### Given exercise
Can you convert the entries, from the line with "Each instance of the hockey stick blade" through the end of the entries, into a two-column CSV with the columns entry and answer, one row per entry? Put each field in double quotes and replace any line breaks inside a field with spaces.
┌──
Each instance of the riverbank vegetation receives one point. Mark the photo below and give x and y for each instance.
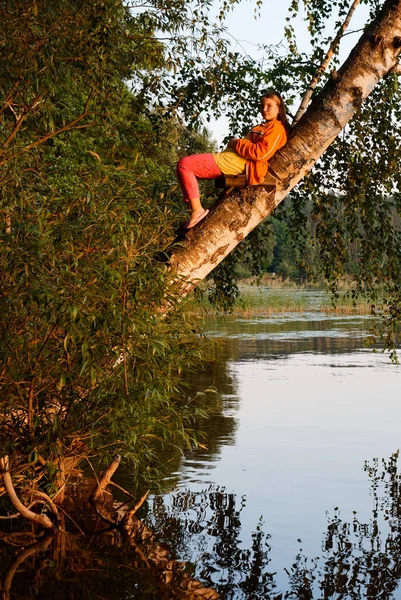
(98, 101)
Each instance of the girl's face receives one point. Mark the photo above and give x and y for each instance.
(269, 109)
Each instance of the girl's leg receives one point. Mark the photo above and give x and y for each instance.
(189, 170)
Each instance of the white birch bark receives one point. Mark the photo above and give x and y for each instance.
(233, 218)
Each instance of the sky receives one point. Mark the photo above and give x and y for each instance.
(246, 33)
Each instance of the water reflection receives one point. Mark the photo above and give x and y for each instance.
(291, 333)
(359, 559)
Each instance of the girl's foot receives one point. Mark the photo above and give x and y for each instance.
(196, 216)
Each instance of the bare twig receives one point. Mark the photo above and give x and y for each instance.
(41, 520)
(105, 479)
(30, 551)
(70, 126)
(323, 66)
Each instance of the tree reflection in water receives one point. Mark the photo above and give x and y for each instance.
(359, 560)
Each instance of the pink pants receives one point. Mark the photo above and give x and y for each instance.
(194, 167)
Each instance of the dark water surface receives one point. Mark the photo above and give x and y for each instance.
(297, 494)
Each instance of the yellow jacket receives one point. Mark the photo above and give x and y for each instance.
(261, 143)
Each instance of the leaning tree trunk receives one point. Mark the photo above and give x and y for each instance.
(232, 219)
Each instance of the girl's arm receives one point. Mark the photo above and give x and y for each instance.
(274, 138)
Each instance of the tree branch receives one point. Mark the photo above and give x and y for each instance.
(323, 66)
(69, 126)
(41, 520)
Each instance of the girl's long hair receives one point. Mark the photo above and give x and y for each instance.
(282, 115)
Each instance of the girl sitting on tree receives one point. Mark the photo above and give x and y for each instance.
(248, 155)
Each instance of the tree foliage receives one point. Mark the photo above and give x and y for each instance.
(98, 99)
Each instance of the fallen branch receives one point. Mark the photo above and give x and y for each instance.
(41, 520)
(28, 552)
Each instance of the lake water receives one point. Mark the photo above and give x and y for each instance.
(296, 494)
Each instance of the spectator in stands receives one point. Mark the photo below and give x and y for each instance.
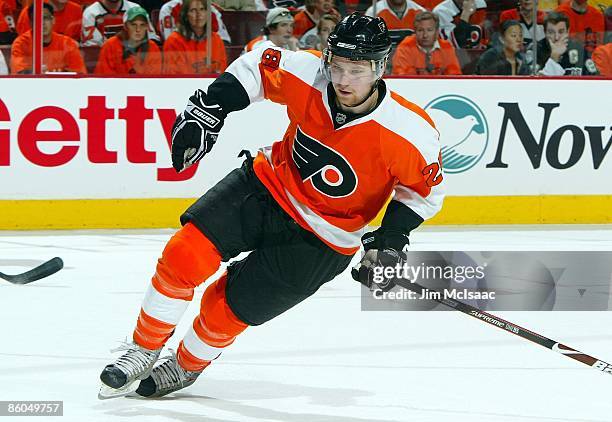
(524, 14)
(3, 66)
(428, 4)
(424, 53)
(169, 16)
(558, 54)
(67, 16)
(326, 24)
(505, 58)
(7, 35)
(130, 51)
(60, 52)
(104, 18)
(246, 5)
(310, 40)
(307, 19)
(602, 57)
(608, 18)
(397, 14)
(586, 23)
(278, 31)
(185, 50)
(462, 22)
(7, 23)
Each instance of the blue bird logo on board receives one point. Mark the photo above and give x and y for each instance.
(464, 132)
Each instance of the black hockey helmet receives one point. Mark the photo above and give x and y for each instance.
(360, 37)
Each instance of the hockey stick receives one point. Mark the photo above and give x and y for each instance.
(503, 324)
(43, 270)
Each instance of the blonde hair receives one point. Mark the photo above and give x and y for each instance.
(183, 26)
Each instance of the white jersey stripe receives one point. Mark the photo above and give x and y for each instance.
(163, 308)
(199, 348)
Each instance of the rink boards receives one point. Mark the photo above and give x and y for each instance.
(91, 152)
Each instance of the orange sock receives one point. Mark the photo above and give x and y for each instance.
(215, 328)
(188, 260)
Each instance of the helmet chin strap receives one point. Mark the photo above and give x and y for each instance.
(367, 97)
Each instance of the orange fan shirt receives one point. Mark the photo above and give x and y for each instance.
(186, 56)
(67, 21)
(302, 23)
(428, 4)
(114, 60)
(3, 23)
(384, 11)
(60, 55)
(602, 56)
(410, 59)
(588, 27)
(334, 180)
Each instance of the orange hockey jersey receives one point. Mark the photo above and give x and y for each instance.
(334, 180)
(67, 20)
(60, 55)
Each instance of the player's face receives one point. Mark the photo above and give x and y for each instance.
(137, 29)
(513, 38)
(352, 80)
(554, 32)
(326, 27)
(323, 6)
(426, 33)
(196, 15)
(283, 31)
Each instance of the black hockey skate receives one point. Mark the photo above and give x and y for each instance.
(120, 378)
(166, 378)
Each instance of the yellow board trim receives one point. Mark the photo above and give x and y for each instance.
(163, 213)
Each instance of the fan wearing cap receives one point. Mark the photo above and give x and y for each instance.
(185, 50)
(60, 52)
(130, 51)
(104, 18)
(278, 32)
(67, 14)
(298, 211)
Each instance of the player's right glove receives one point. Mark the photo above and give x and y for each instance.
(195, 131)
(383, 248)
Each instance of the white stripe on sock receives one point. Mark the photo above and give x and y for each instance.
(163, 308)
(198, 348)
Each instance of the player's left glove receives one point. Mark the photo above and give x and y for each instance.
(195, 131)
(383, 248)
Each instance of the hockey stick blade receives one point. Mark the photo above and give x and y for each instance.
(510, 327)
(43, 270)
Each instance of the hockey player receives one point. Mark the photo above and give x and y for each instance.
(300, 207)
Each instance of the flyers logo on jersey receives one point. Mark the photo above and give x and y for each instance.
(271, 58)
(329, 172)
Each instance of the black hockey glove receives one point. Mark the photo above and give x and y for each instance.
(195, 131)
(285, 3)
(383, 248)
└──
### Finished task
entry,answer
"Each instance of the hockey stick blade receives one point. Mark the photo above and give x and y for each instance.","(510, 327) (43, 270)"
"Each instance of the hockey player receives one point. Mark the photo above and give x and y for each instance.","(300, 207)"
"Each instance of the flyers logo on jersey receives one point. Mark the photo above and give x and y for each instance.","(271, 58) (329, 172)"
"Each instance of the black hockey glove receives one point. Mark the photo above and give x and y for each instance.","(195, 131) (285, 3) (383, 248)"